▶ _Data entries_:
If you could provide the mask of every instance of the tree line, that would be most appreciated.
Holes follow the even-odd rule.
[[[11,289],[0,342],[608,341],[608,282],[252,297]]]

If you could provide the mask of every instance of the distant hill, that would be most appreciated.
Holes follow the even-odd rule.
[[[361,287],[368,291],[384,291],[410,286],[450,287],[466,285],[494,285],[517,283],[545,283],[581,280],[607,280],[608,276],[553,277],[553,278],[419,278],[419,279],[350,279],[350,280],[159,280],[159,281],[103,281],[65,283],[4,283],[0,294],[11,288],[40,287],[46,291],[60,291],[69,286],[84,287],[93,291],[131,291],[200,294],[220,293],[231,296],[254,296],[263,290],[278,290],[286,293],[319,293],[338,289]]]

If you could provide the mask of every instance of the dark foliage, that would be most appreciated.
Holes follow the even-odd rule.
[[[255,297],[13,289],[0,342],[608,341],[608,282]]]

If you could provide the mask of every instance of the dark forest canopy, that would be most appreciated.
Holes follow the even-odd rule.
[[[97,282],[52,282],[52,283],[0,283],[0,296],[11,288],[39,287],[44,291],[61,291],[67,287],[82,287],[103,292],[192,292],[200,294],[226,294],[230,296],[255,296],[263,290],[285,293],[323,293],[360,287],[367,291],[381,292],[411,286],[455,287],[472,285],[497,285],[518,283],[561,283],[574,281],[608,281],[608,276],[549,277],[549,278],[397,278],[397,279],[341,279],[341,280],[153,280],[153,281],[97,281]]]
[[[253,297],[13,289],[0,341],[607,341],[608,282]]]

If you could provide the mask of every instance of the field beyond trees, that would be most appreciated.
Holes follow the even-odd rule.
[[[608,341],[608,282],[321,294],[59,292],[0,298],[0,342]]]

▶ _Problem_: Nothing in the records should differ from the original when you retype them.

▶ _Result of this exercise_:
If you could provide the mask of every instance of the tree line, that would be most appreciated.
Holes follow the even-odd rule.
[[[11,289],[0,342],[608,341],[608,282],[252,297]]]

If you could provide the mask of every instance of the distant hill, that would be most appreciated.
Holes follow the even-odd rule.
[[[361,287],[368,291],[384,291],[410,286],[450,287],[466,285],[494,285],[517,283],[545,283],[581,280],[607,280],[608,276],[553,277],[553,278],[419,278],[419,279],[350,279],[350,280],[159,280],[159,281],[103,281],[65,283],[4,283],[0,294],[11,288],[40,287],[46,291],[60,291],[69,286],[84,287],[93,291],[131,291],[200,294],[220,293],[231,296],[254,296],[263,290],[278,290],[286,293],[319,293],[338,289]]]

If you could provide the mask of every instance of the dark foliage, that would be most appreciated.
Holes follow the even-odd rule.
[[[255,297],[13,289],[0,342],[608,341],[608,282]]]

If you could provide the mask of every instance of the dark forest canopy, that would be most appreciated.
Holes follow the even-odd rule.
[[[97,282],[52,282],[52,283],[0,283],[0,296],[11,288],[39,287],[44,291],[61,291],[67,287],[82,287],[103,292],[192,292],[200,294],[226,294],[230,296],[255,296],[263,290],[285,293],[323,293],[360,287],[367,291],[381,292],[411,286],[455,287],[472,285],[497,285],[518,283],[561,283],[574,281],[608,281],[608,276],[549,277],[549,278],[397,278],[397,279],[341,279],[341,280],[153,280],[153,281],[97,281]]]
[[[253,297],[13,289],[0,341],[607,341],[608,282]]]

If you could provide the mask of every instance of the field beyond trees, that would be most appreciated.
Holes follow the even-odd rule.
[[[608,341],[608,282],[321,294],[59,292],[0,298],[0,342]]]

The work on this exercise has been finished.